WHAT TO DO: Could you arrange the part of the listing that opens with its first line and closes with the line containing "147L396 147L396 150L394" as a JSON list of strings, one string per line, leaving out blank lines?

== == ==

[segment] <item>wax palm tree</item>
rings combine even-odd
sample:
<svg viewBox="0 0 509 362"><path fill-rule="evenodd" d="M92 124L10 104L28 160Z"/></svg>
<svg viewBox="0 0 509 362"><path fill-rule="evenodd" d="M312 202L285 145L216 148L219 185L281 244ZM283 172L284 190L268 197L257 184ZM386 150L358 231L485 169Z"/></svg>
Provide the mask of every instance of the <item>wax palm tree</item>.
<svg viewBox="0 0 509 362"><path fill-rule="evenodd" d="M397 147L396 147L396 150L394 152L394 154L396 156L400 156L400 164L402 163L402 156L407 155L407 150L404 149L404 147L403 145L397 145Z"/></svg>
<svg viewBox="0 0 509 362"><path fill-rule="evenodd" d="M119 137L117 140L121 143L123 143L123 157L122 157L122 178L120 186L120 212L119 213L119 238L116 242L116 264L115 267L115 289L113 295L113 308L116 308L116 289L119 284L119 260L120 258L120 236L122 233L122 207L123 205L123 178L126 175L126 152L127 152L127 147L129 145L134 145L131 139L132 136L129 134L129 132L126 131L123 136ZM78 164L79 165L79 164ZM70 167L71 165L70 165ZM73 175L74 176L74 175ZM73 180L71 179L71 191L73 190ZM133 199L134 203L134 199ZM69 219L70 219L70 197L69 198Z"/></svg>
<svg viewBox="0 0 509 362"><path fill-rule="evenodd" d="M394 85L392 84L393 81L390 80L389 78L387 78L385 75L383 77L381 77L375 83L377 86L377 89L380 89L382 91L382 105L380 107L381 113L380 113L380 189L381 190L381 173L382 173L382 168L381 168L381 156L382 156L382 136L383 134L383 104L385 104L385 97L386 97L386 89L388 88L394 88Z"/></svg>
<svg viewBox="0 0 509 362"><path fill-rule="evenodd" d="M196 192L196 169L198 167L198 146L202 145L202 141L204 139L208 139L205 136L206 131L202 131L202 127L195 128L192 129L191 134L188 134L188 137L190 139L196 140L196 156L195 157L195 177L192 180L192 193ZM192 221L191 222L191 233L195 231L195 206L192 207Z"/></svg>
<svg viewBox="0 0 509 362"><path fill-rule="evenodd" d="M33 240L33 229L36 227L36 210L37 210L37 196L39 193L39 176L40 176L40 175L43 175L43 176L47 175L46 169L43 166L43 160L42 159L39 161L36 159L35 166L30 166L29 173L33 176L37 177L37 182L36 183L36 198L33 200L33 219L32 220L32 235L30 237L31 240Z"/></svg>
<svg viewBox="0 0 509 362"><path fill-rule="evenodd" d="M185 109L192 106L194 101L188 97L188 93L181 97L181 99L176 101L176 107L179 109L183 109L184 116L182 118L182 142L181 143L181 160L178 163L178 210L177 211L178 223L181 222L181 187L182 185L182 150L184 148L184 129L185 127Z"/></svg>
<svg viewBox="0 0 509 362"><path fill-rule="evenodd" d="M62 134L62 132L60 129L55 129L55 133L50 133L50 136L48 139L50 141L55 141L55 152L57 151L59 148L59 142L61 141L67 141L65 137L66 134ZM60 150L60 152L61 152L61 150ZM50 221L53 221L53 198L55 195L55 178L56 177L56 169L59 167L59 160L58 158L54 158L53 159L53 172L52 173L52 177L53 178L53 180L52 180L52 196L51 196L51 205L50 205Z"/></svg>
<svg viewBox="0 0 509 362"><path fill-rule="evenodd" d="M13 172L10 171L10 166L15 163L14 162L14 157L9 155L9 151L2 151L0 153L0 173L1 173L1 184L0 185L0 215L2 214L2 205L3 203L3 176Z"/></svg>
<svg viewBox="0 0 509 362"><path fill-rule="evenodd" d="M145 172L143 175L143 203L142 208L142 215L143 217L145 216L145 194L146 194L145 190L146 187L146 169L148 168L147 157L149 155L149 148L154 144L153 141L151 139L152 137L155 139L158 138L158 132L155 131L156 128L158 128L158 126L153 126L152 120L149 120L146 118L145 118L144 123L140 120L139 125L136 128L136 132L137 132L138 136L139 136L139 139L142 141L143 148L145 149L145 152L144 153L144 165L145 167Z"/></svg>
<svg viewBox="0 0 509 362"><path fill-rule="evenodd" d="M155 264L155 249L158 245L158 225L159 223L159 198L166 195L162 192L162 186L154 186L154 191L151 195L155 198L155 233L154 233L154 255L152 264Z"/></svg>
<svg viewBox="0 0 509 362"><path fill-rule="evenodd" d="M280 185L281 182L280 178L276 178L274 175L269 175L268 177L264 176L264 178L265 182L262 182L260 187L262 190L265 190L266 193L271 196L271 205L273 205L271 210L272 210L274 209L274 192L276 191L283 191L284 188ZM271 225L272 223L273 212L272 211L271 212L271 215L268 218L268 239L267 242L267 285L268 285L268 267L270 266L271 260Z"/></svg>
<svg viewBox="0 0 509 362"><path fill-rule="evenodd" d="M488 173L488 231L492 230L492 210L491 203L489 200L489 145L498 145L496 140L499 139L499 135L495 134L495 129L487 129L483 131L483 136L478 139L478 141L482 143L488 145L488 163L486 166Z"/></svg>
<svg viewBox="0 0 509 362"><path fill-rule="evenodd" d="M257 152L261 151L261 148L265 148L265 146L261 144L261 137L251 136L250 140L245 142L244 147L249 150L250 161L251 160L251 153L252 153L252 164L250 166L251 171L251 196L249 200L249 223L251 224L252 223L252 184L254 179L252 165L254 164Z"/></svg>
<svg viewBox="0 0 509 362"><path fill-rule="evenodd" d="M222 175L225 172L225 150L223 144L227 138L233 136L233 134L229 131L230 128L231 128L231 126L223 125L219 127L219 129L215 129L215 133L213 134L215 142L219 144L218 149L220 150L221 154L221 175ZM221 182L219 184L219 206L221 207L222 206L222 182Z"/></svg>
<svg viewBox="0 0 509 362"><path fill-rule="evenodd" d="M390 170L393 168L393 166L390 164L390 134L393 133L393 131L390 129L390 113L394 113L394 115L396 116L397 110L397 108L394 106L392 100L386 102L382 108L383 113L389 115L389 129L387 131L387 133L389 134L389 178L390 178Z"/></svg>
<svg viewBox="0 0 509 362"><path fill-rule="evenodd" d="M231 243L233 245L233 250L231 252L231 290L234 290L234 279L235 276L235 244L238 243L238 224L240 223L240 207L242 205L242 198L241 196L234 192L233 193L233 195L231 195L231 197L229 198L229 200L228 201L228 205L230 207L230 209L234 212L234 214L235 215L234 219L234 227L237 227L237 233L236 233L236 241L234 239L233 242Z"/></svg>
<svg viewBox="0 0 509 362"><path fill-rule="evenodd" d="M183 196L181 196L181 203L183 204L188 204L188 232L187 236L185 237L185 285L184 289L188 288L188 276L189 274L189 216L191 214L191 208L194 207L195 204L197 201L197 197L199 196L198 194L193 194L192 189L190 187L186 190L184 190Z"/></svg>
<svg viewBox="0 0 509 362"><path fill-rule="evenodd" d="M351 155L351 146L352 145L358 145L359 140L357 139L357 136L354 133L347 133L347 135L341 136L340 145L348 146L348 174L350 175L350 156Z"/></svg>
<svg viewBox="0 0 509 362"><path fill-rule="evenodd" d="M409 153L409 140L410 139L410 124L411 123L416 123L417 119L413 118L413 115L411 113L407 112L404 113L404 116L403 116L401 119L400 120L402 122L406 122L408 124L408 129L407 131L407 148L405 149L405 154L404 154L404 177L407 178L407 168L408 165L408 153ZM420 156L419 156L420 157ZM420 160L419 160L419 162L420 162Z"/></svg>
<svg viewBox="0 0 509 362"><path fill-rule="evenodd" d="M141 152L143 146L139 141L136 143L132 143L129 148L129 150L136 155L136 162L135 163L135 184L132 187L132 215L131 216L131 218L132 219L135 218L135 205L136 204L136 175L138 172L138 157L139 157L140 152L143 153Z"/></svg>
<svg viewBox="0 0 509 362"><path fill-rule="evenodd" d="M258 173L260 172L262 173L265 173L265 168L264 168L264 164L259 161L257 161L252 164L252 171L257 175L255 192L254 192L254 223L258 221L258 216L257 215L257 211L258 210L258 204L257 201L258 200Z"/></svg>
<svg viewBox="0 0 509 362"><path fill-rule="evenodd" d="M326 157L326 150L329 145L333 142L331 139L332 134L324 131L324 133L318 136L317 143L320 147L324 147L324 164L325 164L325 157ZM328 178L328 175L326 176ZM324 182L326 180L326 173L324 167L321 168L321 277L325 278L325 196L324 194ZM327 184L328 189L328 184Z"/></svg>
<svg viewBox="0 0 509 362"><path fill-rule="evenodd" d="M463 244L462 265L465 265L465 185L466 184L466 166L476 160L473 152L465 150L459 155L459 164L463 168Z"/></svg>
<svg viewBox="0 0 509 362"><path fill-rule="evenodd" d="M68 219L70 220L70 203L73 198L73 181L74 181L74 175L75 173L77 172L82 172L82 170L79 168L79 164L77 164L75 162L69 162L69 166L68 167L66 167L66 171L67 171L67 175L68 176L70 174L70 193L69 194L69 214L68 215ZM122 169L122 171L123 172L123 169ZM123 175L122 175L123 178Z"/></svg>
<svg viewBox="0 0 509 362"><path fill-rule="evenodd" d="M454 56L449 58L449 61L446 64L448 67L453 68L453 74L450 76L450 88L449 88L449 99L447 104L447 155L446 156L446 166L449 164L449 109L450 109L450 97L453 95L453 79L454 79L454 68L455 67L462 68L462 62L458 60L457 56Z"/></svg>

== == ==

OUTPUT FOR THIS EXERCISE:
[
  "[segment] <item>wax palm tree</item>",
  "rings combine even-odd",
  "sample:",
  "<svg viewBox=\"0 0 509 362\"><path fill-rule=\"evenodd\" d=\"M92 124L10 104L28 160Z\"/></svg>",
  "<svg viewBox=\"0 0 509 362\"><path fill-rule=\"evenodd\" d=\"M312 202L285 145L216 148L219 185L281 244ZM283 172L284 190L268 197L257 184ZM386 150L358 231L485 169Z\"/></svg>",
  "Provide the mask of every instance of the <item>wax palm tree</item>.",
  "<svg viewBox=\"0 0 509 362\"><path fill-rule=\"evenodd\" d=\"M397 147L396 147L396 150L394 152L394 154L396 156L400 156L400 164L402 163L402 156L407 155L407 150L404 149L404 147L403 145L397 145Z\"/></svg>"
]